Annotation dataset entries
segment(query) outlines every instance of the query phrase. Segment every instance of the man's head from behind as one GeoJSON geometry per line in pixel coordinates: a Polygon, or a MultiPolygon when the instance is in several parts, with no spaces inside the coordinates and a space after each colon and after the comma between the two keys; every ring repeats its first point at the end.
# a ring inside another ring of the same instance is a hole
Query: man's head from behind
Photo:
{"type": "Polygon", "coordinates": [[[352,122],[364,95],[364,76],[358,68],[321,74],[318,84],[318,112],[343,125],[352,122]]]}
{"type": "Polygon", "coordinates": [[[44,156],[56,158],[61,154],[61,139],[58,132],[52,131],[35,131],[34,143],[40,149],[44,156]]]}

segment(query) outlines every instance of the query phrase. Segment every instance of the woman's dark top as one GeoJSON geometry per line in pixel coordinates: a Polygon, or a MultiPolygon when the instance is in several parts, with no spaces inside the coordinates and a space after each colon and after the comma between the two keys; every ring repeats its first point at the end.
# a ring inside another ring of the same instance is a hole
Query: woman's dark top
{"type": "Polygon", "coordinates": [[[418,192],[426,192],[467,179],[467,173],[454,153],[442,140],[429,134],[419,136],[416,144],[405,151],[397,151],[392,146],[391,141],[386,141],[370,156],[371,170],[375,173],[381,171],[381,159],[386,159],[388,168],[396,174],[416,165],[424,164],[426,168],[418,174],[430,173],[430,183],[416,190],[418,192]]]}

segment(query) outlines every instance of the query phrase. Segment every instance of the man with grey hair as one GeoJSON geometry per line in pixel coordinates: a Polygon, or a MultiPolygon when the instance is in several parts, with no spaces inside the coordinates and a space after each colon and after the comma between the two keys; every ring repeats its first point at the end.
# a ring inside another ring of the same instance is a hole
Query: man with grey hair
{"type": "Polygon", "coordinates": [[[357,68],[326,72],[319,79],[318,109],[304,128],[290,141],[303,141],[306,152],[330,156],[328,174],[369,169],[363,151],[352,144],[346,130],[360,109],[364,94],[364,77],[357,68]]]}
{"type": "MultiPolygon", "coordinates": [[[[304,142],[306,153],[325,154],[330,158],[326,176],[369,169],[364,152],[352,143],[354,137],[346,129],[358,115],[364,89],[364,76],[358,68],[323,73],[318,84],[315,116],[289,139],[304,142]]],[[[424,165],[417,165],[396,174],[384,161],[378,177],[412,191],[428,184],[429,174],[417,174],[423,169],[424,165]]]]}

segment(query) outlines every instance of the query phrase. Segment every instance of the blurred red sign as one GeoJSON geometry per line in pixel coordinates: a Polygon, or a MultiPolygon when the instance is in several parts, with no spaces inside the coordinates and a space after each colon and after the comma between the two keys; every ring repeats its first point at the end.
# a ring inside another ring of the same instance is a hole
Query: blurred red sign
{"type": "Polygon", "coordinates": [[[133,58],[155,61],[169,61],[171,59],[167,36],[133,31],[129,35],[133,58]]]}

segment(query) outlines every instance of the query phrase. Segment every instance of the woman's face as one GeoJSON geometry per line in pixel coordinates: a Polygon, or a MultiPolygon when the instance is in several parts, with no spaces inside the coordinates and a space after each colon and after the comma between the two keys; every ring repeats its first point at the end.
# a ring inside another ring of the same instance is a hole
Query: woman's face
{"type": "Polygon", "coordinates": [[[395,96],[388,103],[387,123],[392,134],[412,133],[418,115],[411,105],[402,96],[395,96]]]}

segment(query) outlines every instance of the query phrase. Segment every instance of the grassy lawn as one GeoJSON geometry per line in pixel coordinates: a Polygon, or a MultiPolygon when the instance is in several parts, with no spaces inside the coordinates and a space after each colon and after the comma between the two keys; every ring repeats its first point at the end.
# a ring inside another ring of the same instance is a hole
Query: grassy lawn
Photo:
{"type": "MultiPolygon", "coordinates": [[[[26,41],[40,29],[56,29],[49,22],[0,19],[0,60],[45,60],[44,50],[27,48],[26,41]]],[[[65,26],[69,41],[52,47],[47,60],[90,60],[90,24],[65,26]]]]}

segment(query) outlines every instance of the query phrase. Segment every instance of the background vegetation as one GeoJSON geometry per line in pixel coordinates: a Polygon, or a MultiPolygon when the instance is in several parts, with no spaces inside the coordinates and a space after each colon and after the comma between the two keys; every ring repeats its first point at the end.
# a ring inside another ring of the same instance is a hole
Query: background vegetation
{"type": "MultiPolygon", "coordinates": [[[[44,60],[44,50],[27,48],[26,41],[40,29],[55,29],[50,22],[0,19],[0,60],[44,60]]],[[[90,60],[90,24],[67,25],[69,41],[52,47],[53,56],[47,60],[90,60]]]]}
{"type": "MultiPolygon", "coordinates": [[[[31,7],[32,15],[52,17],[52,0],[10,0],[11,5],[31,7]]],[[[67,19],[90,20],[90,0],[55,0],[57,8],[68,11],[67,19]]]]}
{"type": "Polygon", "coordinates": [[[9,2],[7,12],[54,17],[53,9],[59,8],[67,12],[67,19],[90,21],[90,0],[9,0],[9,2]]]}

[Required task]: Please rewrite the records above with "pixel coordinates" replaced by "image coordinates" everywhere it appears, leaving everything else unchanged.

[Task answer]:
segment(query) outlines every instance of the query phrase. Segment every instance of the man's head from behind as one GeoJSON geometry per line in image coordinates: a Polygon, or a MultiPolygon when the instance is in several parts, with no spaces inside the coordinates and a space after each colon and after the comma between the two keys; every ring repeats its first point at the end.
# a ring inside another ring of the same instance is a hole
Query: man's head from behind
Photo:
{"type": "Polygon", "coordinates": [[[352,122],[364,95],[364,76],[358,68],[321,74],[318,84],[318,112],[343,125],[352,122]]]}
{"type": "Polygon", "coordinates": [[[44,156],[56,158],[61,154],[61,139],[58,132],[52,131],[35,131],[34,143],[40,149],[44,156]]]}

segment(query) outlines every instance of the query phrase. Segment every instance of the woman's dark top as one GeoJSON geometry per line in image coordinates: a Polygon, or a MultiPolygon when the instance is in several parts, with no spaces inside the coordinates and a space after each colon and after the comma between the two keys; every ring repeats its first point at the end.
# a ring inside another ring of the same instance is a hole
Query: woman's dark top
{"type": "Polygon", "coordinates": [[[418,192],[426,192],[467,179],[467,173],[454,153],[442,140],[429,134],[419,136],[416,144],[405,151],[397,151],[392,146],[391,141],[386,141],[370,156],[371,170],[375,173],[381,171],[381,159],[386,159],[388,168],[396,174],[416,165],[424,164],[426,168],[418,174],[430,173],[430,183],[416,190],[418,192]]]}

segment(query) outlines every instance of the query phrase. Segment every instance of the man with grey hair as one GeoJSON geometry per line in image coordinates: a Polygon, or a MultiPolygon when the instance is in several parts, with no spaces inside the coordinates and a space after each colon and after the comma between the two keys; every ring repeats its first point at the end.
# a ring inside another ring of the same instance is a hole
Query: man with grey hair
{"type": "Polygon", "coordinates": [[[357,68],[326,72],[319,79],[318,109],[304,128],[290,141],[303,141],[306,152],[330,156],[328,174],[369,169],[363,151],[352,144],[346,130],[360,109],[364,94],[364,77],[357,68]]]}
{"type": "MultiPolygon", "coordinates": [[[[304,142],[306,153],[325,154],[330,158],[326,176],[369,169],[364,152],[352,143],[354,137],[346,129],[358,115],[364,89],[364,76],[358,68],[323,73],[318,84],[315,116],[289,139],[304,142]]],[[[424,165],[417,165],[396,174],[384,161],[378,177],[412,191],[428,184],[429,174],[417,174],[423,169],[424,165]]]]}

segment(query) outlines every instance of the query phrase. Segment every instance of the blurred red sign as one GeoJSON geometry per line in image coordinates: a Polygon, or a MultiPolygon when the instance is in several parts, with no spaces inside the coordinates and a space after each colon and after the comma between the two keys; every ring repeats its first point at the end.
# a ring inside another ring of the same instance is a hole
Query: blurred red sign
{"type": "Polygon", "coordinates": [[[133,58],[155,61],[169,61],[171,59],[167,36],[133,31],[129,35],[133,58]]]}

segment(query) outlines every instance of the query phrase. Segment every instance of the woman's face as one GeoJSON geometry per line in image coordinates: a Polygon, or a MultiPolygon when the instance is in several parts, with no spaces inside the coordinates and a space after each colon and after the comma between the two keys; every ring repeats its first point at the end.
# a ring inside another ring of the same instance is a hole
Query: woman's face
{"type": "Polygon", "coordinates": [[[395,96],[388,103],[387,123],[392,134],[412,133],[418,115],[411,105],[402,96],[395,96]]]}

segment(query) outlines every instance of the query phrase. Segment every instance of the grassy lawn as one GeoJSON geometry per line in image coordinates: a Polygon, or a MultiPolygon when the instance is in several parts, with no spaces inside the coordinates and a space after each colon and after the comma between the two keys; every ring repeats its first point at the end.
# a ring inside another ring of the same instance is a hole
Query: grassy lawn
Photo:
{"type": "MultiPolygon", "coordinates": [[[[26,41],[40,29],[56,29],[49,22],[0,19],[0,60],[45,60],[44,50],[27,48],[26,41]]],[[[65,26],[69,41],[52,47],[47,60],[90,60],[90,24],[65,26]]]]}

segment(query) outlines every instance of the query phrase. Segment every instance of the background vegetation as one GeoJSON geometry per line in image coordinates: a Polygon, or a MultiPolygon when the instance is in several parts, with no spaces inside the coordinates and a space after each colon and after the comma between the two keys; every ring repeats its first point at the end.
# a ring inside another ring of the same instance is a hole
Query: background vegetation
{"type": "MultiPolygon", "coordinates": [[[[44,60],[44,50],[27,48],[26,41],[40,29],[55,29],[50,22],[0,19],[0,60],[44,60]]],[[[90,60],[90,24],[67,25],[69,41],[52,47],[53,56],[47,60],[90,60]]]]}
{"type": "MultiPolygon", "coordinates": [[[[31,7],[32,15],[52,17],[52,0],[10,0],[11,5],[31,7]]],[[[67,19],[90,20],[90,0],[55,0],[57,8],[68,11],[67,19]]]]}
{"type": "Polygon", "coordinates": [[[9,2],[7,12],[54,17],[53,9],[59,8],[67,12],[67,19],[90,21],[90,0],[9,0],[9,2]]]}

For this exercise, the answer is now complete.